(Information supplied)

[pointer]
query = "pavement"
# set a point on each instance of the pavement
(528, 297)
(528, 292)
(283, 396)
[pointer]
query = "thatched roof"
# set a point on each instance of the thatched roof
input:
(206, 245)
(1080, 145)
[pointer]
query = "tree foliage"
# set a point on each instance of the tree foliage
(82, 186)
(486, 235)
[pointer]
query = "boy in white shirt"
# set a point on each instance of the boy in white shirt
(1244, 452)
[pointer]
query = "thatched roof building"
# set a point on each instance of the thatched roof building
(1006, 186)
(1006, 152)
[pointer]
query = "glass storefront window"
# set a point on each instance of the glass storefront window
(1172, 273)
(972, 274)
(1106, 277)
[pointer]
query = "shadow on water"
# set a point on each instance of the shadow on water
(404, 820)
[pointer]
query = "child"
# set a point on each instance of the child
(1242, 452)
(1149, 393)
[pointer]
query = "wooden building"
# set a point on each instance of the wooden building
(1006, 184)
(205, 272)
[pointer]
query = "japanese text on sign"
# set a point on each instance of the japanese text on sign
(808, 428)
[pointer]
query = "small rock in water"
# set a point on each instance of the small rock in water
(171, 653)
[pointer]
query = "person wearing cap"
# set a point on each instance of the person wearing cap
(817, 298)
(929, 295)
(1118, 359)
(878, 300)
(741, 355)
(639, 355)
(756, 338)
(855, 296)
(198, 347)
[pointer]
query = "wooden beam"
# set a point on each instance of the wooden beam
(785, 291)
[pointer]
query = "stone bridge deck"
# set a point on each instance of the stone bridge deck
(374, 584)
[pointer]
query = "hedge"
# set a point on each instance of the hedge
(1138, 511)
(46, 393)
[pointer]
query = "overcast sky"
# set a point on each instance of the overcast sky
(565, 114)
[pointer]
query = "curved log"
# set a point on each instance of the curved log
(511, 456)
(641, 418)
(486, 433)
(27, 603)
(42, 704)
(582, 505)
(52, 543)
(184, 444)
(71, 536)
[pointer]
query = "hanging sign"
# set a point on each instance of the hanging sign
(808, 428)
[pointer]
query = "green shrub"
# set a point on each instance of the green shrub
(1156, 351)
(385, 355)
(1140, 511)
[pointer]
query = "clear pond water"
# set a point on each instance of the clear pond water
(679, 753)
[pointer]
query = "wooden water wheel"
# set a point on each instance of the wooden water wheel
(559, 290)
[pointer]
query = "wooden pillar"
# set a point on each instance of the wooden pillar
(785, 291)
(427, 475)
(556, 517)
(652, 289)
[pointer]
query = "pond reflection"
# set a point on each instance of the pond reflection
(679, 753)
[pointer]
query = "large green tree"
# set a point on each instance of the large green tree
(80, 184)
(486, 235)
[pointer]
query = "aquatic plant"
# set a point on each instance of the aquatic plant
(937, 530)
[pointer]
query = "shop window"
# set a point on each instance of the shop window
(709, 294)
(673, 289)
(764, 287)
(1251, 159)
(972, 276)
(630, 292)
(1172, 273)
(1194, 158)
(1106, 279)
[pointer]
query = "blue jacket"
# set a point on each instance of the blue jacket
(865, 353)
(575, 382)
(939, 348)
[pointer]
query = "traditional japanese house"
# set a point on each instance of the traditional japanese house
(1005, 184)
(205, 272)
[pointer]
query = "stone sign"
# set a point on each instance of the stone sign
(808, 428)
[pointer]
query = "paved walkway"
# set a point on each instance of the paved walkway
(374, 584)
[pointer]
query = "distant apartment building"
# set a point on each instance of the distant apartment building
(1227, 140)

(Your instructions) Quote all of the entries verbatim.

(Exercise response)
[pointer]
query = "pavement"
# set a point on each instance of the pavement
(528, 297)
(528, 292)
(283, 396)
[pointer]
query = "thatched roof"
# set a point on each instance of the thatched roof
input:
(206, 245)
(1080, 145)
[pointer]
query = "tree foliage"
# set a point on each instance of the tree foliage
(82, 186)
(486, 235)
[pointer]
query = "boy in white shirt"
# set a point on each instance of the boy in white shirt
(1244, 452)
[pointer]
query = "thatched roof building"
# set a point on each instance of the thatched roof building
(1006, 186)
(1006, 152)
[pointer]
query = "glass storefront window"
# set a point on each instance of the glass storefront window
(1172, 273)
(972, 274)
(1106, 277)
[pointer]
query = "shadow on water"
# set a point on each instance of the shadow on water
(404, 820)
[pointer]
query = "child"
# set a point on each instance of the child
(1242, 452)
(1149, 393)
[pointer]
query = "wooden building"
# set a point on each instance of the wooden building
(1006, 184)
(205, 272)
[pointer]
query = "japanese text on sign"
# set a point on each instance of the japanese text on sign
(808, 428)
[pointer]
query = "small rock in water"
# set a point on each instance of the small rock in water
(171, 653)
[pointer]
query = "person wearing cap"
# set a point on each instance of the person wearing cap
(817, 298)
(929, 295)
(1118, 359)
(878, 300)
(741, 355)
(639, 355)
(756, 338)
(855, 296)
(198, 347)
[pointer]
query = "wooden beam"
# set a point on each instance of the wooden beam
(785, 291)
[pointer]
query = "stone bridge deck"
# set a point on each instance of the stone bridge deck
(374, 584)
[pointer]
query = "hedge"
# set a point on each instance of the hedge
(1138, 511)
(46, 393)
[pointer]
query = "overcast sky"
# set a point on each instance of the overcast sky
(565, 114)
[pointer]
query = "curved log"
# set a point on each instance of the curved log
(511, 456)
(641, 418)
(486, 433)
(27, 603)
(42, 704)
(582, 505)
(52, 543)
(184, 444)
(71, 536)
[pointer]
query = "hanging sign"
# set a point on each instance of the hanging sign
(808, 428)
[pointer]
query = "green shrub"
# set a point on each instance of the green shrub
(1156, 351)
(385, 355)
(1140, 511)
[pointer]
query = "clear pond water"
# set a point on each instance of the clear pond water
(679, 753)
[pointer]
query = "wooden water wheel"
# set a point on each instance of the wooden water wheel
(559, 290)
[pointer]
query = "wooden pillar"
# set a point on each instance of the wooden pillar
(785, 291)
(427, 475)
(556, 517)
(652, 289)
[pointer]
query = "pond reflection"
# set a point on each instance of the pond reflection
(679, 753)
[pointer]
query = "large green tree"
# set a point on each instance of the large green tree
(80, 184)
(486, 235)
[pointer]
query = "aquatic plant"
# set a point on each instance of the aquatic plant
(937, 530)
[pointer]
query = "shop window"
# set a point on each instance of the shop window
(709, 294)
(673, 289)
(764, 287)
(1251, 159)
(972, 276)
(630, 292)
(1172, 273)
(1194, 158)
(1106, 279)
[pointer]
query = "blue jacket"
# set a point on each instance of the blue jacket
(865, 353)
(575, 382)
(939, 348)
[pointer]
query = "traditional japanese house"
# set a point on each instance of the traditional japanese house
(1005, 184)
(205, 272)
[pointer]
query = "stone sign"
# set a point on each instance of the stone sign
(808, 428)
[pointer]
query = "paved walkway"
# set a point on each instance of the paved walkway
(374, 584)
[pointer]
query = "distant apartment building"
# set a point on each instance of the distant apartment building
(1227, 140)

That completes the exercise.